> _EXERCISE AIM_: Duplicate the part of the Heartsounds review that begins with the words containing "All in all, HEARTSOUNDS" and ends with "in the rough.".

START DOCUMENT SEGMENT

CODE BLUE: SPOILER BELOW
In a movie full of great ensemble work, there is one exceptional scene. Overcome by an attack, Garner limps to the hospital and thinks he's made it just in time. However, he soon learns that budget cuts have pared hospital staff so there is no one available to literally keep Garner alive. In order to survive, Moore has to coax Garner to breathe and keep his heart rate calm while they wait for the staffer to come on duty at a certain random time. This simple set up leads to one of the most intense and harrowing sequences I've ever seen on TV, and it's played mostly between Moore sitting in a chair and Garner lying down in bed, basically never moving. Moore is an underrated actress forever linked to her lighter sitcom work but she has since made quite a cottage industry playing tough-as-nails SOBs (ORDINARY PEOPLE) and tough-as-nails righteous ragers (HEARTSOUNDS). The viewer cannot help but be totally riveted by Moore's performance in this amazingly powerful sequence, which will encourage anyone under the age of 50 never to age and those over 50 never to be hospitalized.
All in all, HEARTSOUNDS is a movie anyone who plans to get sick and die someday should probably see. It's not always pleasant but it's never less than realistic and moving. 9/10
I watched "Heartsounds" tonight. Its been some 22 years since the
original, but this is my first viewing. I'm not sure I could have
appreciated the content at age 19 back then, but now at age 41 having
experienced serious illness and death along with the frustrations of
dealing with the medical industry, this movie has me feeling I've found
a diamond in the rough.
Mr. Garner and Ms. Moore deliver such moving experiences, I felt drawn completely into their lives as the Lears. It rings of "On Golden Pond" and "Terms of Endearment", yet unique.
What an amazing film!

END DOCUMENT SEGMENT
START DATASET RECORDS

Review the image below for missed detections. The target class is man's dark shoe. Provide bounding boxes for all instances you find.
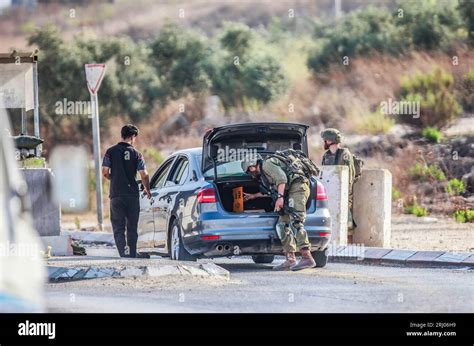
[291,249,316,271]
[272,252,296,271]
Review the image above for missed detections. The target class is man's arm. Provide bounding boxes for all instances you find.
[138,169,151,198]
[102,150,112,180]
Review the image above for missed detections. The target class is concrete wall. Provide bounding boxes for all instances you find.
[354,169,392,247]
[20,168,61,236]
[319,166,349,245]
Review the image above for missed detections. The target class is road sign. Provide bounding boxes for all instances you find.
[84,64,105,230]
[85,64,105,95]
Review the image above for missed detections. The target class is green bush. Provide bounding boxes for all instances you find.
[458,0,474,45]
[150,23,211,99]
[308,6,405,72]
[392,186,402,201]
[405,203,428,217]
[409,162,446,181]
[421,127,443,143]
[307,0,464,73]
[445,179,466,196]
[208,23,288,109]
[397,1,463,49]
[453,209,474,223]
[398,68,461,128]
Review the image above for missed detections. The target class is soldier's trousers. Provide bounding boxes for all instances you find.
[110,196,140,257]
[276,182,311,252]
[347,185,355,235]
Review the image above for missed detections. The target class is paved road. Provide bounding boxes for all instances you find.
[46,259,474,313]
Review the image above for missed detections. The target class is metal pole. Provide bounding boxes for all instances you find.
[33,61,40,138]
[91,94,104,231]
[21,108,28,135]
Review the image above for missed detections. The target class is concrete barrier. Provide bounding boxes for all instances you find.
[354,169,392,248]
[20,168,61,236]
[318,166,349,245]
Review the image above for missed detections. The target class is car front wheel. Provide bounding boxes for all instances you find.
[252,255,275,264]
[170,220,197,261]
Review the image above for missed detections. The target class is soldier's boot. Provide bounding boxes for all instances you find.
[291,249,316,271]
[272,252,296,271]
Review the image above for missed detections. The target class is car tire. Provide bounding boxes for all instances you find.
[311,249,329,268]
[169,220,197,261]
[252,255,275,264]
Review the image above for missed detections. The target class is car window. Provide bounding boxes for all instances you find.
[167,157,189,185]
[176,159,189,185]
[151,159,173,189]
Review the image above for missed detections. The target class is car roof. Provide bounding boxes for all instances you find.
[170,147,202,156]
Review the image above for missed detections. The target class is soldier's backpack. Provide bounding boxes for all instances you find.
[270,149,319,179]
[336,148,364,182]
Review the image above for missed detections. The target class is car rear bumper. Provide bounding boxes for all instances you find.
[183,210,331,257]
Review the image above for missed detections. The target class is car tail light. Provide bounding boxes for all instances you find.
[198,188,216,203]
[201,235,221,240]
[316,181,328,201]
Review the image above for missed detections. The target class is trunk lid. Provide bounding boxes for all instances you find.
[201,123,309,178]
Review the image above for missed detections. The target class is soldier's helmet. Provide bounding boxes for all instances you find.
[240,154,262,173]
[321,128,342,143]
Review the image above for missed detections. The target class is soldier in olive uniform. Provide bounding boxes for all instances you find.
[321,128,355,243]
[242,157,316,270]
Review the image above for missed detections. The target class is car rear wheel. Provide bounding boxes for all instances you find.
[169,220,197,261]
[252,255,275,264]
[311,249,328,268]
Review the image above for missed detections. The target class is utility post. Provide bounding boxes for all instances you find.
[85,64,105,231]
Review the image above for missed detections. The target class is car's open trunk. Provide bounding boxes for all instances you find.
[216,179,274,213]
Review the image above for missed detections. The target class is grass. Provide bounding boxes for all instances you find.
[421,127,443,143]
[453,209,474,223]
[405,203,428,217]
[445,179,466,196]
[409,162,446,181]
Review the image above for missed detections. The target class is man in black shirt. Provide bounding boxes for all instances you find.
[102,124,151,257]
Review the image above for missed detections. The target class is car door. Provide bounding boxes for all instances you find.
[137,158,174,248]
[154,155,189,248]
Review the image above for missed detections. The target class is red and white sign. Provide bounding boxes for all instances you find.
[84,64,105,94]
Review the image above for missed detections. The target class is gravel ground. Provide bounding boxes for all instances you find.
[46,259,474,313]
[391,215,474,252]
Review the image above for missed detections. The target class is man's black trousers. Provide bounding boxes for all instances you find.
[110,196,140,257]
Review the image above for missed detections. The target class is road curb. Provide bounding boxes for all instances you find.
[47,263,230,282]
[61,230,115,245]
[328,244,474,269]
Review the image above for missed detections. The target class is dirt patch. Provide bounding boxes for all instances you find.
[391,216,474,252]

END DATASET RECORDS
START DATASET RECORDS

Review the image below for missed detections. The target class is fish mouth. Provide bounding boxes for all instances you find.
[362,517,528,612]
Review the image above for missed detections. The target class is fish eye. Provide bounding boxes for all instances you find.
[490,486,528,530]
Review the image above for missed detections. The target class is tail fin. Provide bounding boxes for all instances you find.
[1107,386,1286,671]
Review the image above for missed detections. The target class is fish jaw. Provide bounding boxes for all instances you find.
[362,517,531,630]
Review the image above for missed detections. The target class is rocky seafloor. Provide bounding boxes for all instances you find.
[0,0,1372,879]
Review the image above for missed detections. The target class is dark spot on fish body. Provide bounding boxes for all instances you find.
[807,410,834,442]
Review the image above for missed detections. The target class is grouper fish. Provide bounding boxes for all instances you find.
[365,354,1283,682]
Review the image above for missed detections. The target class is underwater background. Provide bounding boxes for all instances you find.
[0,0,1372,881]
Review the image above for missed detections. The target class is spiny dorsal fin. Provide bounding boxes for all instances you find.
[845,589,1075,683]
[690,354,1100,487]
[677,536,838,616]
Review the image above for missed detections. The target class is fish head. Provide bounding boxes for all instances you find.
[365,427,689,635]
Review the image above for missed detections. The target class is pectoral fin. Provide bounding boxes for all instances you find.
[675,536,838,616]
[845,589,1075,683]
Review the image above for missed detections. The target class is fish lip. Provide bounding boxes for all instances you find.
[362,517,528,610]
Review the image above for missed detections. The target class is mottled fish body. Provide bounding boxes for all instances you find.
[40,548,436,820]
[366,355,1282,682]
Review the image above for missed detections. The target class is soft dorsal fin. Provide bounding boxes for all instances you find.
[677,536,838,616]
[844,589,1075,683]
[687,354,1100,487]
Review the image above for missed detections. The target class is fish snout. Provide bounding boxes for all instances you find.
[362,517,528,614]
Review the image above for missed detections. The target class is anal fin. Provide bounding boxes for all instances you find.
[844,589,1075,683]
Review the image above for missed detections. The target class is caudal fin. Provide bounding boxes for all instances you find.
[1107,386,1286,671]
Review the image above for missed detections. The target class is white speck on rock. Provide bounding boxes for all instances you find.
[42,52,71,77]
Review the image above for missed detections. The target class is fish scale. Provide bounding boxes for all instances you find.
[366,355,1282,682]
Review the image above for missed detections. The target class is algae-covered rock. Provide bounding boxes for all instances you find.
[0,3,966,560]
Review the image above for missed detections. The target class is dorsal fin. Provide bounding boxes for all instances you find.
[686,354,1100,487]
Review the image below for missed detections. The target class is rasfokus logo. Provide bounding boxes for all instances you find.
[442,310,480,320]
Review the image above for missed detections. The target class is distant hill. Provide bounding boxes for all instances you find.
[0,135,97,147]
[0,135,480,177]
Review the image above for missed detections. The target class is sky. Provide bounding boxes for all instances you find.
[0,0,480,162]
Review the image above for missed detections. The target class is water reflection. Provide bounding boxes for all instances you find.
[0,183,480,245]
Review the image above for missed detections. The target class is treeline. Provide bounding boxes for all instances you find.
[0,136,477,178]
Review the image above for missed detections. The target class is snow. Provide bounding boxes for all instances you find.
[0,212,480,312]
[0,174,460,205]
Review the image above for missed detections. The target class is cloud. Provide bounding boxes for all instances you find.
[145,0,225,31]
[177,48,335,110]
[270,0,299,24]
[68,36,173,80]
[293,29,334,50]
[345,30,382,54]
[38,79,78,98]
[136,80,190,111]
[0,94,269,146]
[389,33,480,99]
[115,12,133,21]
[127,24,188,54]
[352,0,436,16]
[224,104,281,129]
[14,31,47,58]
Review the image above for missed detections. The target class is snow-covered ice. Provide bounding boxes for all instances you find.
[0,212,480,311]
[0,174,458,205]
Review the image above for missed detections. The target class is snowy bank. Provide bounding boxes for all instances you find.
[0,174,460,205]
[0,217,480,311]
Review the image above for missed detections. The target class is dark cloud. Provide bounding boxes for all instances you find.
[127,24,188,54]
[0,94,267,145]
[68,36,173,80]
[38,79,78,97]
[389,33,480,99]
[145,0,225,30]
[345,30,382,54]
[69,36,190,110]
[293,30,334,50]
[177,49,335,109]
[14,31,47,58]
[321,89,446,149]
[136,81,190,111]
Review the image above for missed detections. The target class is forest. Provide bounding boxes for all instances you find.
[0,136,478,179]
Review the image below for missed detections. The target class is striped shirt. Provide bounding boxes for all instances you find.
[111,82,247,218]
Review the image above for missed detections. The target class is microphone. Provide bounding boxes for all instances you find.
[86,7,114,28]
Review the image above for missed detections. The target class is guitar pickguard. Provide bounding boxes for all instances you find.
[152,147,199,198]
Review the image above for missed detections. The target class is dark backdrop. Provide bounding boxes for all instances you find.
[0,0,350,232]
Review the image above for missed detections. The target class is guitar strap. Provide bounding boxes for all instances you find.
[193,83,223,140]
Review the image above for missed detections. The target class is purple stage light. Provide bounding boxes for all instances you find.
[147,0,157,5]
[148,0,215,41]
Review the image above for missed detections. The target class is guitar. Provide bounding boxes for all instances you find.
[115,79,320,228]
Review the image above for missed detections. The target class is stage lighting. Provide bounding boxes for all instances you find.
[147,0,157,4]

END DATASET RECORDS
START DATASET RECORDS

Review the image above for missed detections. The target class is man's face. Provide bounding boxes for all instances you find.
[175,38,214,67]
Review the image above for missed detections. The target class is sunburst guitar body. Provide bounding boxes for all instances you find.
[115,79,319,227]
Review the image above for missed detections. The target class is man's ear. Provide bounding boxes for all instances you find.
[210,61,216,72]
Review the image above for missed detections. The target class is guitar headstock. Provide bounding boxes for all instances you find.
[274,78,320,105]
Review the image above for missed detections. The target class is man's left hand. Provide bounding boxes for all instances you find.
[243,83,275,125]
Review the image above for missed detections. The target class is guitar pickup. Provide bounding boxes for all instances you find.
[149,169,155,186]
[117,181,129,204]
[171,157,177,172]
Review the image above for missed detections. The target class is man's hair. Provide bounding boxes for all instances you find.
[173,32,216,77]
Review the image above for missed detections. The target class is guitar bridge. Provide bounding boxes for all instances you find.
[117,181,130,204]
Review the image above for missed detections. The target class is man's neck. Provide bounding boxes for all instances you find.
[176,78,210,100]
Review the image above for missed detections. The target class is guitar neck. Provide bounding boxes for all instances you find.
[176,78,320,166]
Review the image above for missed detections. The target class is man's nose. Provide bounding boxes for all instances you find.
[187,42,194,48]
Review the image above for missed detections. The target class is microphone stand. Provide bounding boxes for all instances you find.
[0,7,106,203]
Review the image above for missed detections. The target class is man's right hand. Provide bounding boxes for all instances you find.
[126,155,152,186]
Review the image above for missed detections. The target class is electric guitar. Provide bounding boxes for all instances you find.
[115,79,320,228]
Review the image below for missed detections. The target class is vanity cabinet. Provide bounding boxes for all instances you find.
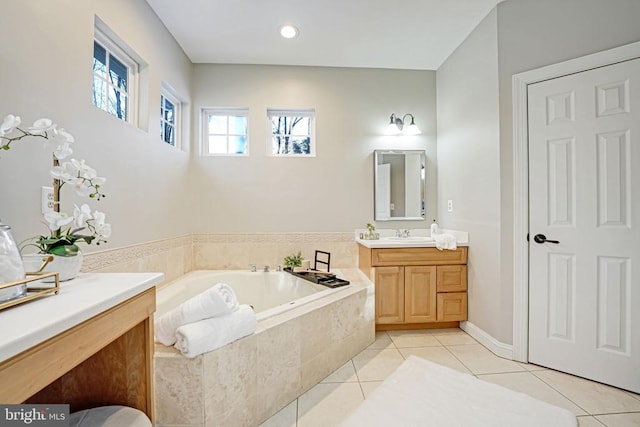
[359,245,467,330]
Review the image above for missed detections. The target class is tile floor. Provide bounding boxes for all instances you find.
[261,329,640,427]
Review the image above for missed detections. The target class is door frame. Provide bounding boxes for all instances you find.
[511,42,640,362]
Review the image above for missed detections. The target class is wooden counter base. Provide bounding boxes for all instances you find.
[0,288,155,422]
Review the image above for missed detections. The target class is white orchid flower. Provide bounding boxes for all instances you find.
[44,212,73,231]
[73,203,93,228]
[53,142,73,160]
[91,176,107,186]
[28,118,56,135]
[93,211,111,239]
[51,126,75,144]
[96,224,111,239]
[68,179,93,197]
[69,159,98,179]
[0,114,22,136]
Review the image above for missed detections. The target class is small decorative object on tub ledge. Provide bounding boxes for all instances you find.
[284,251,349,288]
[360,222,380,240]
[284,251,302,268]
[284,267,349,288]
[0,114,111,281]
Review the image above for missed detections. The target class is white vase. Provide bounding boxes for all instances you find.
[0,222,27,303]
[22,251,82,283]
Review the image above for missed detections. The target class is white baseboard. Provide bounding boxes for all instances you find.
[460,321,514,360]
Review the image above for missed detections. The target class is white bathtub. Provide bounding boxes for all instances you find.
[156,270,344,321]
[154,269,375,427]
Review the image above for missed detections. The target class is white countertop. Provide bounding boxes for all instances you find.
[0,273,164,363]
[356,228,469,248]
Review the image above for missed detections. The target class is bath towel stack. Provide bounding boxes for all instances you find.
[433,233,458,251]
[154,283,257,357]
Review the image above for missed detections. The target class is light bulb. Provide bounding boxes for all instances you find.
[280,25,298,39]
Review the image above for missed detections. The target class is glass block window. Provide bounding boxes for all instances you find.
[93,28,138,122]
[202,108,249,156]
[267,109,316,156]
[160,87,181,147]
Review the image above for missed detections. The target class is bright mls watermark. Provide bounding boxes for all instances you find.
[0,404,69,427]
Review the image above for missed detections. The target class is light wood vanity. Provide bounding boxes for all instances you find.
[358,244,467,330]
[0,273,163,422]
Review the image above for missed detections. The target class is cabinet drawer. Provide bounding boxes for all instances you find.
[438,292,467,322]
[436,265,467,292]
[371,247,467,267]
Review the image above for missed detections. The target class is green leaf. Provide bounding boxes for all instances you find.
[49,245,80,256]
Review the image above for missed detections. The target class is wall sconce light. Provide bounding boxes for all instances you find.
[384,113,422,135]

END DATASET RECORDS

> _OUTPUT_:
All in all, HEARTSOUNDS is a movie anyone who plans to get sick and die someday should probably see. It's not always pleasant but it's never less than realistic and moving. 9/10
I watched "Heartsounds" tonight. Its been some 22 years since the
original, but this is my first viewing. I'm not sure I could have
appreciated the content at age 19 back then, but now at age 41 having
experienced serious illness and death along with the frustrations of
dealing with the medical industry, this movie has me feeling I've found
a diamond in the rough.